Son yıllarda genelde felsefe temelli ve toplumumuzu düşündürmeye veya sorgulamaya yönelten yazıları kaleme aldığımı beni takip eden okuyucularım bilirler.
Bu kez ne yazayım diye düşünürken değerli meslektaşım Fatih Gürbüz kardeşimin yazdığı son köşe yazısı facebook’da önüme düştü. Yazıyı merak ettim ve okumaya başladıkça gerçekten Fatih’in harika bir konuya değindiğine şahit oldum.
Değerli kardeşimin ülkemizde yaşanan doğal olan veya olmayan felaketlerle ilgili çarpık düzeni tek tek anlatarak kaleme aldığını gördüm. Belli ki meslektaşım bu konuya iyi çalışmış ve ciddi bir analiz yaparak hiç çekinmeden önemli detayları tek tek dile getirmiş.
Hele ki Bolu’da yaşanan yangın faciasının üzerine kaleme alınan bu makale bana göre herkesin okuması gereken bir rapor niteliğinde. Değerli Fatih yine yazısında, bir felaket yaşandığında en zayıf halka kimse ona yüklenilerek asıl sorumluların sanki korunarak göz ardı edildiğine dem vurmuş.
Mesela bir binanın yapımında baştan sona kadar her aşamasında kontroller ederek onaylayan belediyelerin sorumlu olduğu ancak bir felaket olduğunda belediyelerin hiç sorumluluğu yokmuş gibi davranılmasının ise adaletsiz olduğunu dile getirmiş ki haklı.
Yine belediyeleri denetleyen müfettişlerin belediyeleri denetlemek için geldikleri belediyeler de tatil yapar gibi bir tavır ve eda ile aylarca ağırlanarak belediyelerde takılmasının ardında yatan çarpıcı gerçeği dobra dobra dile getirmesi de taktir edilecek nitelikte.
Ben okuyucularımdan rica ediyorum Fatih Gürbüz’ün o makalesini kamuoyu çıkarları doğrultusunda herkesin okuması gerektiğini düşünüyorum.
Fatih’in yazdığı bu çarpık düzene bir örnek konu da ben eklemek istiyorum. Yanlış hatırlamıyorsam 2010’lu yıllar… Antalya Arapsuyu Mahallesin’de bulunan ve kuşların uğrak yeri olan adı üstünde Kuş Kavağı Mahallesi’ndeki doğal kaynak suyu vardır.

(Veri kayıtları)
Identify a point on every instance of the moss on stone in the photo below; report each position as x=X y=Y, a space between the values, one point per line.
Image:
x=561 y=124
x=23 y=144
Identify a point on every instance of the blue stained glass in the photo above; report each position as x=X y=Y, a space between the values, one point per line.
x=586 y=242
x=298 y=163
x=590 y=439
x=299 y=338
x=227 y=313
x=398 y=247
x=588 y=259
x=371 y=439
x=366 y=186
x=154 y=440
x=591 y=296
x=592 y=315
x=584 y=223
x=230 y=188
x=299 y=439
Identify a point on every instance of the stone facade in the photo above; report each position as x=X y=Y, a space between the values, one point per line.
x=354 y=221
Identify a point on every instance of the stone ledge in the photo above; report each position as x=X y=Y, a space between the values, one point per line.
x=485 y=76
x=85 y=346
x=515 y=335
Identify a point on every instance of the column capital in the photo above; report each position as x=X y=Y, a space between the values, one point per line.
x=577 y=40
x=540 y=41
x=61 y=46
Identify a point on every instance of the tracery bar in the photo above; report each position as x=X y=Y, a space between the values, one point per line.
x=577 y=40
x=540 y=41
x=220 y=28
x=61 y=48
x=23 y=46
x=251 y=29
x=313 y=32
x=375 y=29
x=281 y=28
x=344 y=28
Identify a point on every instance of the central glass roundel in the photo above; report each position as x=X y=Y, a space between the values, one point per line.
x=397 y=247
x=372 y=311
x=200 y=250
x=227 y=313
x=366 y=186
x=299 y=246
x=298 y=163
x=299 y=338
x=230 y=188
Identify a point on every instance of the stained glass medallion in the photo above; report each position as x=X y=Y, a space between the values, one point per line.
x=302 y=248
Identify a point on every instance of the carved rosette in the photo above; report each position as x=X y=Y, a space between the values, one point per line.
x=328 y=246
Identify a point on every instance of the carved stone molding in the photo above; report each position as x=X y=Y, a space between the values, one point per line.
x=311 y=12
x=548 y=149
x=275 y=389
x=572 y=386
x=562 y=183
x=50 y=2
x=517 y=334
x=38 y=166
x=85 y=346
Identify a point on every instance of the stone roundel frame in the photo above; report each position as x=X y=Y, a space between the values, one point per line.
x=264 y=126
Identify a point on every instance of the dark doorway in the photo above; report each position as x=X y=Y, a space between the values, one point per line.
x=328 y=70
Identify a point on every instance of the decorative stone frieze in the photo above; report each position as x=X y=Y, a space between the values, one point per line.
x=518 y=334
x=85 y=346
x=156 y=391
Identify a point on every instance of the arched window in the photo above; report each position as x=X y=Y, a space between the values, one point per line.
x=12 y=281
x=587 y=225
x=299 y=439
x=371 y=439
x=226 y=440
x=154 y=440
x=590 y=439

Hedef:
Felaketlerde belediyelerin sorumluluğunu ele alan köşe yazısını, son cümlesinden sonrasını yazarak sürdürün.

Alıştırma sonucu:
Bu kaynak su çıktığı yerden sonra bir ırmak şeklinde akar ve büyükçe bir alana yani sazlıklı gölete dönüşür sonra da oradan kıvrılarak denize dökülür. Öyle ki buranın bir çok göçmen kuşa ev sahipliği yaptığı biliniyor.
Bir gün o mahalleden bir çok kişiden ihbar aldım ve sazlığa gittim.
Oraya gittiğimde güzelim doğal alanın ortasına yani sazlığın ‘göletin’ bulunduğu alana inşaat şantiye malzemelerinin konuşlandığını gördüm. Konuyu uzatmayım bir haberci olarak ne yaptıysak ne ettiysek olayı o dönem kamuoyu ile ne kadar paylaştıysak hatta üzerine çevre dernekleri ne kadar eylem yaptıysa da burada inşaat durmadı.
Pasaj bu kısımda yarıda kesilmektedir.